**STUDY TEXT:**
────────────────────
The Commission has three goals.

  1. Profile: To make the catastrophe of “third bucket” children seen and understood as the co-primary catastrophe of the pandemic period, alongside the public health and economic catastrophes – that is, to bring acute awareness to the fact and consequences of hundreds of millions of children, in scores of countries around the world, ousted from all forms of schooling due to the Covid-19 pandemic (and other destabilizing events nationally and internationally).
  2. Find the Kids: To encourage competent national, regional/provincial/state and local authorities, as well as school boards and schools themselves, to comprehensively survey and audit all cases of children (elementary and secondary levels) ousted from school.
  3. Reintegrate the Kids into Schooling: To urge all national, regional/provincial/state and local authorities to develop and implement strategies to reintegrate these ousted children into formal schooling with the greatest possible speed.

The Commission is strictly apolitical and non-ideological. It does not get involved in the internal affairs of countries it brings to the table. Grosso modo, the three principles driving the Commission’s work are as follows:

  1. Schooling is a Must to Survive and Succeed in the Post-Pandemic World: All children must be schooled to survive and succeed in the post-pandemic world.
  2. Strict Non-Interference: The Commission does not interfere in national, regional or local matters at all (including in federal countries wherein education is typically and primarily a state or provincial responsibility). We only bring awareness and provide framing support and advice.
  3. Agnosticism on the Content of Education: The Commission is agnostic on the “content” of education – that is, we are interested in the “fact” of education (as opposed to non-education), with obvious general encouragement of “quality” and even “excellence” as key for children’s survival and success in the post-pandemic world.

 

This last principle of agnosticism in respect of the “content” must be nuanced somewhat. For as we get into the “reintegration” of kids into schooling (third goal of the Commission), we cannot, as mentioned above, ignore that the “demand-side” proposition for these students must be reasonably attractive and indeed “sticky” – that is, they must return to a schooling environment or situation that does not issue before long in a new round of ouster (this time even possibly for different reasons that the first time). Will they return to physical (classical) school? Virtual school? Some species of hybrid schooling? A transitional or new type of schooling institution? Some new form of credentialing?
────────────────────
**DATA FOR REVIEW:**
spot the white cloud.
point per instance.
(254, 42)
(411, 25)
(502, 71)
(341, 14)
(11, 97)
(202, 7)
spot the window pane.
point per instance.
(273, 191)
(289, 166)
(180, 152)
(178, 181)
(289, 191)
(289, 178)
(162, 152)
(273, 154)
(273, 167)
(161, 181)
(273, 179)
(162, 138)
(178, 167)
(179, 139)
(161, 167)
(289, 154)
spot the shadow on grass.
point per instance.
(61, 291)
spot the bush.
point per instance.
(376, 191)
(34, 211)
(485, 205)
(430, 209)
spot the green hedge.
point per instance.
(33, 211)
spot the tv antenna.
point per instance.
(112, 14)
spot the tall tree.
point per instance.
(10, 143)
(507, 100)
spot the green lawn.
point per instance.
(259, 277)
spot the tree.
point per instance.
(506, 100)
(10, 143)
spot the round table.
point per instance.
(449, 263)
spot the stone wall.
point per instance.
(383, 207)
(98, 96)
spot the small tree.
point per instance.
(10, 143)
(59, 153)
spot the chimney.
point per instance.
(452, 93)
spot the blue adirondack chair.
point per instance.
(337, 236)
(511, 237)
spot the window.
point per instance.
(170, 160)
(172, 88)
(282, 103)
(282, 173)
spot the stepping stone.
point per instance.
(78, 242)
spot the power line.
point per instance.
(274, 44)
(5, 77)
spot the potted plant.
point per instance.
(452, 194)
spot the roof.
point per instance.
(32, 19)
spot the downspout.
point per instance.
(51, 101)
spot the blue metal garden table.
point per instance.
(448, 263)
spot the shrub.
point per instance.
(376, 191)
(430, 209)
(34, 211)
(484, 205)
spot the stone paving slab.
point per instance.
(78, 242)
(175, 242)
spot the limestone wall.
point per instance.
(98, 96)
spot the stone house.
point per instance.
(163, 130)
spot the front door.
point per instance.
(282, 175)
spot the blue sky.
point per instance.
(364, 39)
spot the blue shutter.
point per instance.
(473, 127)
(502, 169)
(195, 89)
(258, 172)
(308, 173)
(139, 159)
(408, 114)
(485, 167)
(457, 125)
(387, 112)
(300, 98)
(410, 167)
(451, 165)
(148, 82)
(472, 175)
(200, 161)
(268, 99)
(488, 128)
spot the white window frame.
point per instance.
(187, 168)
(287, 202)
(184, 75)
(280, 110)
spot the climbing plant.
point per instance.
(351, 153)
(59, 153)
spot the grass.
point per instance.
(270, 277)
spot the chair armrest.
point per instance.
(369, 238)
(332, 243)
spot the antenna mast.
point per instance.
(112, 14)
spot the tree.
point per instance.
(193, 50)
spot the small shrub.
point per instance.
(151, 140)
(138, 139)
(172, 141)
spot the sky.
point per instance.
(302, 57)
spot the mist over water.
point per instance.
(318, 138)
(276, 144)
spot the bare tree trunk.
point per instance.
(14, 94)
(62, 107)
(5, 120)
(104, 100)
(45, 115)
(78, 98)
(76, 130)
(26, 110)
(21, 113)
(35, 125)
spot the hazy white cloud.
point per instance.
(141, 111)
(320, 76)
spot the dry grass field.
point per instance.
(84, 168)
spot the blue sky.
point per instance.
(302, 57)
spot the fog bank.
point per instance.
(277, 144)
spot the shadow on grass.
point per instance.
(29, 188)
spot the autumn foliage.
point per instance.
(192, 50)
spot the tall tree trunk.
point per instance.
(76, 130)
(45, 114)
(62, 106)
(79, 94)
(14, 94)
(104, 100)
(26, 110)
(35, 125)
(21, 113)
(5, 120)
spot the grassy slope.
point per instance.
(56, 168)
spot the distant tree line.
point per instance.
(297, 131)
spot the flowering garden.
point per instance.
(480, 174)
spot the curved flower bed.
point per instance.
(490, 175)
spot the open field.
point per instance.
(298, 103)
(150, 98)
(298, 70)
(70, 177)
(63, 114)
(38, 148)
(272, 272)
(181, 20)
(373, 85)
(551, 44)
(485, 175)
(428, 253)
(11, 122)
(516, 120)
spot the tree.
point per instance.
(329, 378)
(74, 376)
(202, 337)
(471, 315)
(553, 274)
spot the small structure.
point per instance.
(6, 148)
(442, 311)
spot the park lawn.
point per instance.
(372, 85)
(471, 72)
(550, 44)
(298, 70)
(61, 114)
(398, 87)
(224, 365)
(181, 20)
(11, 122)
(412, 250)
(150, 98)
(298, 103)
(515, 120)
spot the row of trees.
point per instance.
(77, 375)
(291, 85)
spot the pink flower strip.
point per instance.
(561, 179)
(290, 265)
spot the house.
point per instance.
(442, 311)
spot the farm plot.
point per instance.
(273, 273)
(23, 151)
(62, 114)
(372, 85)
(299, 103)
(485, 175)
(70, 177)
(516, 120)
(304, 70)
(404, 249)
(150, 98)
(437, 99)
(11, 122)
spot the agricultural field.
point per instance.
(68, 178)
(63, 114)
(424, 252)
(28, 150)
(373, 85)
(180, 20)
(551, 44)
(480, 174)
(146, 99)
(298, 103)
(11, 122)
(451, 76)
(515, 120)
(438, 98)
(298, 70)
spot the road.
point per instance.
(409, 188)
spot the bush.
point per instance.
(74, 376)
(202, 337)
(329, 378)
────────────────────
**TASK A:**
Answer these questions from the Commission text.
(i) Under its third goal, what does the Commission urge authorities to develop and implement?
(ii) Under strict non-interference, what two things does the Commission say it only does?
(iii) Which of the Commission's principles does it say must be nuanced somewhat?
**TASK B:** Copy the Commission text word for word from "2. Find the" to "succeed in the post-pandemic world.".

**EXPECTED OUTPUT A:**
(i) Strategies to reintegrate ousted children into formal schooling with the greatest possible speed.
(ii) It brings awareness and provides framing support and advice.
(iii) The principle of agnosticism on the "content" of education.

**EXPECTED OUTPUT B:**
2. Find the Kids: To encourage competent national, regional/provincial/state and local authorities, as well as school boards and schools themselves, to comprehensively survey and audit all cases of children (elementary and secondary levels) ousted from school.
  3. Reintegrate the Kids into Schooling: To urge all national, regional/provincial/state and local authorities to develop and implement strategies to reintegrate these ousted children into formal schooling with the greatest possible speed.

The Commission is strictly apolitical and non-ideological. It does not get involved in the internal affairs of countries it brings to the table. Grosso modo, the three principles driving the Commission’s work are as follows:

  1. Schooling is a Must to Survive and Succeed in the Post-Pandemic World: All children must be schooled to survive and succeed in the post-pandemic world.